-- BEGIN Material for the task --

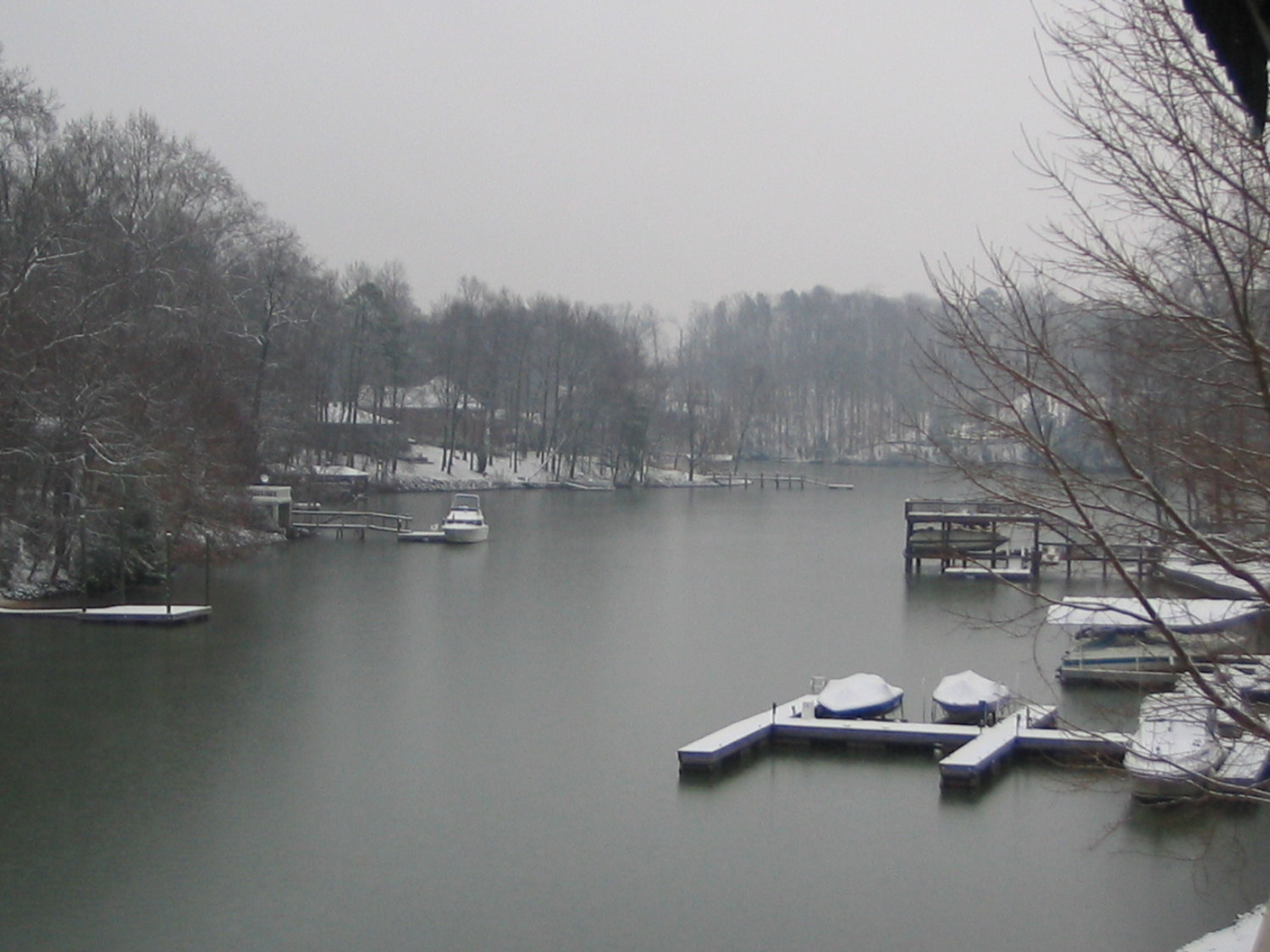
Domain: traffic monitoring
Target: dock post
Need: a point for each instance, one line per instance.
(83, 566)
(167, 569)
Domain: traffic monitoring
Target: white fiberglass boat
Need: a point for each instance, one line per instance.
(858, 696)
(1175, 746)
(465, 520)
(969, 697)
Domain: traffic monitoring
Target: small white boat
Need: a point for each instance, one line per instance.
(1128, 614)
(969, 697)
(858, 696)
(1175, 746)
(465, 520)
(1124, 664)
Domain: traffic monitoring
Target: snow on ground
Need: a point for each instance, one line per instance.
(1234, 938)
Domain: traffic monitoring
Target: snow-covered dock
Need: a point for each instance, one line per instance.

-- END Material for the task --
-- BEGIN Material for the task --

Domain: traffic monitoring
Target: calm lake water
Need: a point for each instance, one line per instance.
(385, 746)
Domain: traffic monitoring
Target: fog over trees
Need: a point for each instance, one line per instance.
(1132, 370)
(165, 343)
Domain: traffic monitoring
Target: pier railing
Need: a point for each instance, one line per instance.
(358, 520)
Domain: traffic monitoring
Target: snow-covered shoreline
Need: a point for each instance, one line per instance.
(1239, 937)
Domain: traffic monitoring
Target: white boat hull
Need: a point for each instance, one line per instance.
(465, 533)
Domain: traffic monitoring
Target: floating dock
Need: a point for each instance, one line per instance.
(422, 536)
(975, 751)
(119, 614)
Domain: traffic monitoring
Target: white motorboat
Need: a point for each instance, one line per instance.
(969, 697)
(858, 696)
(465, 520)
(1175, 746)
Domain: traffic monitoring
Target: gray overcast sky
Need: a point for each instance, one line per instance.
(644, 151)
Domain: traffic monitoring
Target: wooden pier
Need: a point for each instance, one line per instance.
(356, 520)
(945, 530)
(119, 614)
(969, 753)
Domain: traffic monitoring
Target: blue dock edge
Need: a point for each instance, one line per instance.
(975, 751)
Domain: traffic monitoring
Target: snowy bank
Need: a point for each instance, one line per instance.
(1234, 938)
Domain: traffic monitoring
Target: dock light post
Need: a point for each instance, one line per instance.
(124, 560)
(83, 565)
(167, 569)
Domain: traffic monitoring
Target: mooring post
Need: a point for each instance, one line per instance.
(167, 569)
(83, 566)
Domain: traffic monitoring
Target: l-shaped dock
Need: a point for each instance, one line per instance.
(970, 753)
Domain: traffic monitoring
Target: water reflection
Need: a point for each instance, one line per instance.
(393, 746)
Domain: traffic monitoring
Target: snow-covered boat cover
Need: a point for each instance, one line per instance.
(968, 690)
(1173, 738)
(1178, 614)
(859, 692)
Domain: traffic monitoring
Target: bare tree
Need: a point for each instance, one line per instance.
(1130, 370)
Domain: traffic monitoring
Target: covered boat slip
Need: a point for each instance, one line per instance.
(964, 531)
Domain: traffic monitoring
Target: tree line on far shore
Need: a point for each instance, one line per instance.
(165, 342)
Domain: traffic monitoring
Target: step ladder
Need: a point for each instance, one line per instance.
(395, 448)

-- END Material for the task --

§ Your instructions: Extract from the material above each line that contains the string "dock", and reproduce every such line in full, in its original order.

§ Output of the exercise:
Target: dock post
Target: snow-covered dock
Target: floating dock
Target: blue dock edge
Target: dock light post
Target: l-shaped dock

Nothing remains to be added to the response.